Short exercise 1:
Return every line in the rows below that contains the string "boulder", treating uppercase and lowercase letters as different.

Selected extract:

◆ ◆ ◆ ◆

Don’t forget about VMS. For a long time VMS was a very popular operating system. It’s a lot like Apple in that it only ran on DEC machines. It was generally a bit more user friendly than unix, and also had a windowing system that was popular on later systems and is quite user friendly. For higher end machines VMS was still quite popular up until about the time NT 4 came out, which was when PCs finally started getting enough horsepower to compete. By the time win2k came out, users industry-wide had pretty much all shifted to using PCs. The death of the NT-Alpha project pretty much signalled the end of DEC as we used to know it.
The operating systems used on the old 8 bit computers, although archaic by our standards, were considered to be reasonably user friendly at the time.
And the design of NT owes a lot to VMS. One of its designers, David Cutler, went on to lead the Window NT design project, and there quite a few similarities in the architecture. Incedentally, take the letters VMS, move forward one step in the alphabet and you get WNT. Windows NT?

◆ ◆ ◆ ◆

Given information:
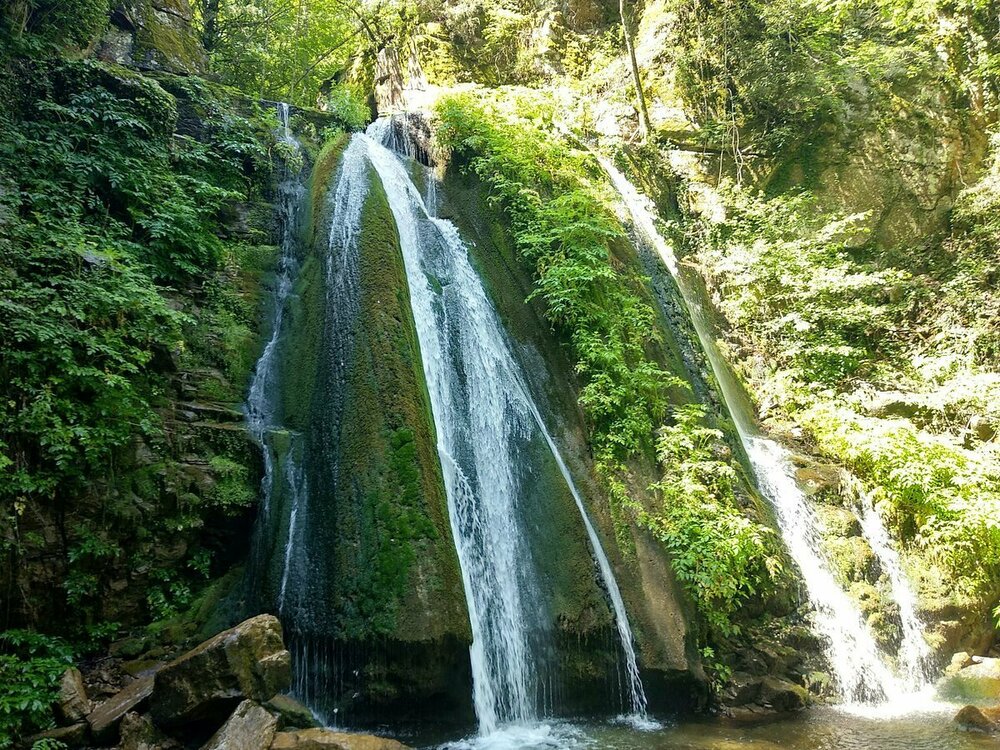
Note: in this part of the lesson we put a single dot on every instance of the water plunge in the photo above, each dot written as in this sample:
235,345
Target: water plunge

◆ ◆ ◆ ◆

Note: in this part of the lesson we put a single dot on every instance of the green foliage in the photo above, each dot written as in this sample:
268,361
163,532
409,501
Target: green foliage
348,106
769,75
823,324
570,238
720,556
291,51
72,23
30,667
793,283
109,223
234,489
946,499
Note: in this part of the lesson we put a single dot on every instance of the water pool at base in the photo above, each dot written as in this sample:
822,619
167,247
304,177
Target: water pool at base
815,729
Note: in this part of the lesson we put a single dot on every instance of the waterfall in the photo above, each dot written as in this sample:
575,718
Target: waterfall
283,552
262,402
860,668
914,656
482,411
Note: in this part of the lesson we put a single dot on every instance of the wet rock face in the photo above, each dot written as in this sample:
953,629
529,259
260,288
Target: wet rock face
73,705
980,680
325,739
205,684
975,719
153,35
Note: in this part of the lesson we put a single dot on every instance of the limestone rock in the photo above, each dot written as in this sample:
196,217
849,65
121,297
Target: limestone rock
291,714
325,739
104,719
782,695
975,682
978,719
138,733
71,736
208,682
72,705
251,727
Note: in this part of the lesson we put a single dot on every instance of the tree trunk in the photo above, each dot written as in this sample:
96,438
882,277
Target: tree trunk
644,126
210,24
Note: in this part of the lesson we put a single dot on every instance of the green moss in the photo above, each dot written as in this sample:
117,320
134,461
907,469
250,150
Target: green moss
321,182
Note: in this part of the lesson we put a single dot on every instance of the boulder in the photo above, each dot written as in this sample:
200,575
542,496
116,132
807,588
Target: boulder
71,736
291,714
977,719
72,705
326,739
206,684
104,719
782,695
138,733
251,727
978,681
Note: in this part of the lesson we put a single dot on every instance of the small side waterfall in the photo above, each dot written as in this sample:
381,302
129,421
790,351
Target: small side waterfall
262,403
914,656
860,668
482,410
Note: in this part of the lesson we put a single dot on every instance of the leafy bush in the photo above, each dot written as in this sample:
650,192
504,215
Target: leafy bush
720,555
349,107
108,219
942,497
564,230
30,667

◆ ◆ ◆ ◆

Short exercise 2:
Extend the passage on VMS and Windows NT, picking up right after its final sentence.

Result 1:
Note: in this part of the lesson we put a single dot on every instance of the boulder in the photo above, each dot written as in this sample:
Target: boulder

Result 2:
If possible, I would suggest a viewing of the PBS special Triumph of the Nerds: The Rise of Accidental Empires. Robert X. Cringely provides a fascinating look to help explain how Windows came to dominate the PC OS market, and leaves you with the impression that, at least for Bill Gates and Microsoft, it was more luck and serendipity than quality product and programming skill.
You can find information on the special, including a complete transcript, here.
There were also several DOS front ends, such as XTree and Xtree Gold and a horde of me-too competitors.
They had essentially the same look-and-feel as Windows’ Explorer in about the 95/98/NT incarnation: a two-pane display with a visual directory tree on the left and listing of the files in the selected directory (“folder”) on the right. You could copy, delete, move, rename, create or execute any file from that interface.
The early versions predated the mouse. Not exactly a GUI, but certainly a proto-gui. These things first came out almost immediately after DOS 2.0 added the major new feature called subdirectories and suddenly folks could get lost in the maze they’d created without a visual tool.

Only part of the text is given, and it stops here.